Aim of the task:
Check each line of the data below for the string "your", then report how many lines have it and nothing else.

Data to process:
────
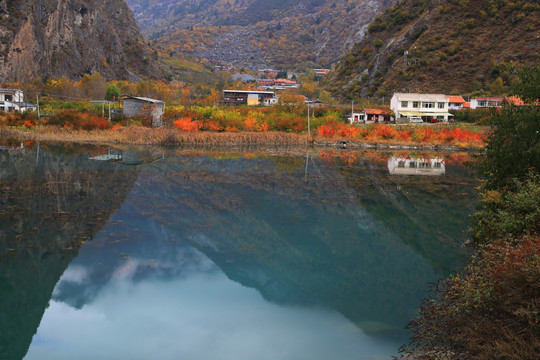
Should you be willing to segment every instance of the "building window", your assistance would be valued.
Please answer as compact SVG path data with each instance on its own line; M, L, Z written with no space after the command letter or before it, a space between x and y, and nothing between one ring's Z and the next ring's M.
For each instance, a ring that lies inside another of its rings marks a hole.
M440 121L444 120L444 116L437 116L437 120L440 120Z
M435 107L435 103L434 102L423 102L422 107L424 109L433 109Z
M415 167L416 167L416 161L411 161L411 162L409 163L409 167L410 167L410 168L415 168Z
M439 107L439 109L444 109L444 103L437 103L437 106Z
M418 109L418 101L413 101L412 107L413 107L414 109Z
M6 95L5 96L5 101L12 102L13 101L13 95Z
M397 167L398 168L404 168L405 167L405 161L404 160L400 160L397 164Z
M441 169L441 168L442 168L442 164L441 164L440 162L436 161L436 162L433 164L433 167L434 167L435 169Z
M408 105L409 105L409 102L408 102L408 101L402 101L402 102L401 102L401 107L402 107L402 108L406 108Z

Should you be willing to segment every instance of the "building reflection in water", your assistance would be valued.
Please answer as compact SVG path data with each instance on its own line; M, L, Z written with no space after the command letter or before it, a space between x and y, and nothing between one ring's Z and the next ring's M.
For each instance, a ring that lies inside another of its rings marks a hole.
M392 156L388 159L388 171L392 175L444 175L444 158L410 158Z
────
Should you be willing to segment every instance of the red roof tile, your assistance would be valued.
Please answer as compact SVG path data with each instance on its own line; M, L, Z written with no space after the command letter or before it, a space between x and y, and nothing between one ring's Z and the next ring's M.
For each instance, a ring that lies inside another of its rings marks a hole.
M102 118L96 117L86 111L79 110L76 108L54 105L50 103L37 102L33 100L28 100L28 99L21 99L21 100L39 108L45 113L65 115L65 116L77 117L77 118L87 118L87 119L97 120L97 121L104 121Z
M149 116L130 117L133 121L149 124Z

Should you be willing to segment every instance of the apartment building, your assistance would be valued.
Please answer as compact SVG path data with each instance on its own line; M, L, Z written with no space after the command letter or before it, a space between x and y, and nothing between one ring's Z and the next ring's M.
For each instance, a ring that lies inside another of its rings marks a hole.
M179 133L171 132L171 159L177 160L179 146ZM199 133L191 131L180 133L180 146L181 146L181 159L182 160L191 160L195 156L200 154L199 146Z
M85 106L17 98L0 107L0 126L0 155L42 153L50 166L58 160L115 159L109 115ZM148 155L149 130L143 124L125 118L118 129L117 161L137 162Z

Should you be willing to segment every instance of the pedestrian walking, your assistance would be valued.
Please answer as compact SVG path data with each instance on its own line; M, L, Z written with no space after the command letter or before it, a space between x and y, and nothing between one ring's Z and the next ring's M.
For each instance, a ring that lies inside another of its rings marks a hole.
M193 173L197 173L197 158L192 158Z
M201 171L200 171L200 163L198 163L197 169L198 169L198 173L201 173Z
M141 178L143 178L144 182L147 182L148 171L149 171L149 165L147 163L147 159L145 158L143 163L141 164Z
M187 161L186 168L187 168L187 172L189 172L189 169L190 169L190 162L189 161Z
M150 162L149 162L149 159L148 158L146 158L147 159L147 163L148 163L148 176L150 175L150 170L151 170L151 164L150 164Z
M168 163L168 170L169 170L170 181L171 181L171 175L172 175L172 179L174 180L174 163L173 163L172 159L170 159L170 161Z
────
Answer box:
5